課題 1: ページ抜粋のうち、「このシリーズはとても貴重な録音がたくさん詰まっていて、」を含む語句で始まり「湯浅譲二さんの談話で、いいなー!と思ったのは、この部分。」で終わる部分を、一字一句そのまま書き写してください。
課題 2:
次の(a)〜(c)がページ抜粋の内容と合っているか、それぞれ「はい」か「いいえ」で答え、判断の根拠となる箇所を原文どおりに引用してください。
(a) シリーズに入っている作曲者の談話は、作曲当時のものである。
(b) 湯浅譲二さんは、休止は音を実態として把握させるためにあると述べている。
(c) 無音が音と同じあつかいをされていると最初に感じたのは、ヴェーベルンの音楽を聴いたときである。

このシリーズはとても貴重な録音がたくさん詰まっていて、
愛聴しています。

作曲者自身による談話も数分ずつ入っていて、
しかも今の談話ではなく、
作曲当時のものなので、
これもまた面白いです。

黛敏郎さんの談話で、いいなー!と思ったのは、この部分。
「いっさいの文学的ないしは、絵画的なイメージというものと、つながりを持たない」
そういう音楽を、音自身を組み立てて作っていきたいとおっしゃっているところ。

湯浅譲二さんの談話で、いいなー!と思ったのは、この部分。
能の影響を受けたという話の中で、
「音と、音のない休止。
 休止というのは音を実態として把握させるためにあるのではなくて、
 休止も音も同じウエイトでとりあつかわれている
 という気が、私にはするのです」


私は無音が音と同じあつかいをされていることを
最初に、ヴェーベルンの音楽を聴いたときに感じて、
ものすごく衝撃的だったのですが、
たしかに、日本の音楽はそもそもそうかもしれません。

提供資料:
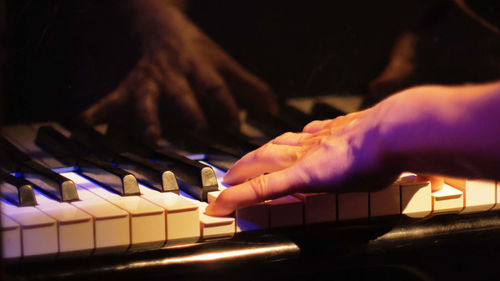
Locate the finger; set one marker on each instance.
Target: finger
(147, 96)
(268, 158)
(256, 190)
(214, 96)
(316, 126)
(290, 138)
(106, 107)
(437, 182)
(181, 101)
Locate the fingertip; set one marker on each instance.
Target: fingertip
(219, 207)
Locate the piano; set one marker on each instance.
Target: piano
(96, 203)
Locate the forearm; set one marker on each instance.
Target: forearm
(443, 130)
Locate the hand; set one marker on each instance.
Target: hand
(340, 154)
(182, 75)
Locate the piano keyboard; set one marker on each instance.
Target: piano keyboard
(94, 214)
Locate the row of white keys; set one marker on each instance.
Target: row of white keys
(280, 212)
(478, 195)
(111, 224)
(75, 228)
(39, 231)
(147, 220)
(182, 219)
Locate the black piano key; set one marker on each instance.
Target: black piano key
(159, 177)
(46, 180)
(16, 190)
(102, 172)
(193, 177)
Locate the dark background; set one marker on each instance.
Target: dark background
(63, 55)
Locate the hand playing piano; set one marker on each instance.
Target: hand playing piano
(339, 154)
(421, 129)
(182, 75)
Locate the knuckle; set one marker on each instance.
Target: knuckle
(260, 187)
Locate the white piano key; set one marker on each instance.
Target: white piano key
(416, 196)
(75, 227)
(319, 207)
(11, 238)
(23, 136)
(352, 205)
(447, 200)
(215, 227)
(39, 231)
(111, 224)
(255, 217)
(147, 220)
(479, 195)
(285, 211)
(249, 218)
(385, 202)
(212, 227)
(212, 195)
(181, 215)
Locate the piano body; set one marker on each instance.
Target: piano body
(105, 226)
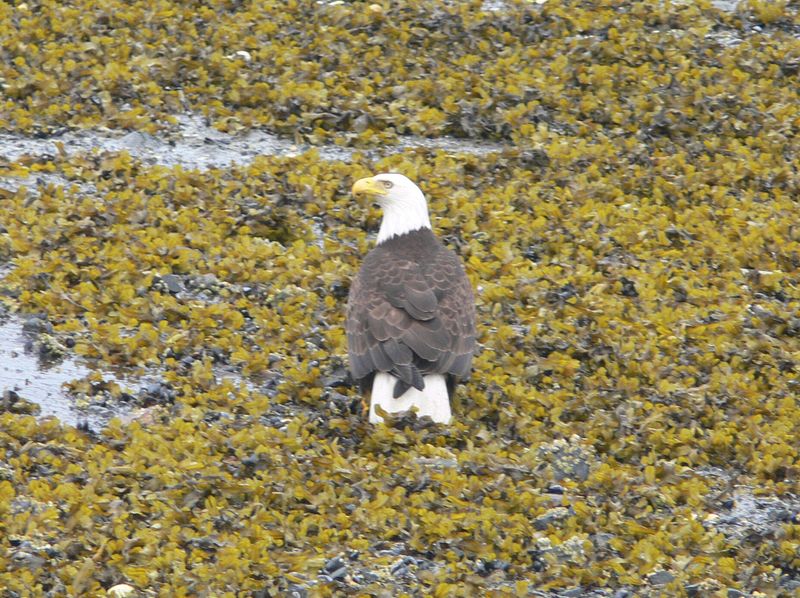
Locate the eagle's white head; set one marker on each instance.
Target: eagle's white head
(404, 206)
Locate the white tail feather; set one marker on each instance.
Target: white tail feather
(432, 400)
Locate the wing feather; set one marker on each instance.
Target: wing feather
(411, 313)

模範解答 1:
このシリーズはとても貴重な録音がたくさん詰まっていて、
愛聴しています。

作曲者自身による談話も数分ずつ入っていて、
しかも今の談話ではなく、
作曲当時のものなので、
これもまた面白いです。

黛敏郎さんの談話で、いいなー!と思ったのは、この部分。
「いっさいの文学的ないしは、絵画的なイメージというものと、つながりを持たない」
そういう音楽を、音自身を組み立てて作っていきたいとおっしゃっているところ。

湯浅譲二さんの談話で、いいなー!と思ったのは、この部分。

模範解答 2:
(a) はい。「今の談話ではなく、作曲当時のもの」
(b) いいえ。「休止というのは音を実態として把握させるためにあるのではなくて」
(c) はい。「最初に、ヴェーベルンの音楽を聴いたときに感じて」